Work item:
Please repeat exactly the line containing "give x and y" and each line after it in the records below, through the last.
***** Study material *****
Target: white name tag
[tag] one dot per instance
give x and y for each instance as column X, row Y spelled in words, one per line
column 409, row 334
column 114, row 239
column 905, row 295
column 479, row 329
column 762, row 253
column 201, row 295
*****
Result of this exercise:
give x and y for each instance as column X, row Y spelled in words, one per line
column 409, row 334
column 114, row 239
column 905, row 295
column 479, row 329
column 762, row 253
column 201, row 295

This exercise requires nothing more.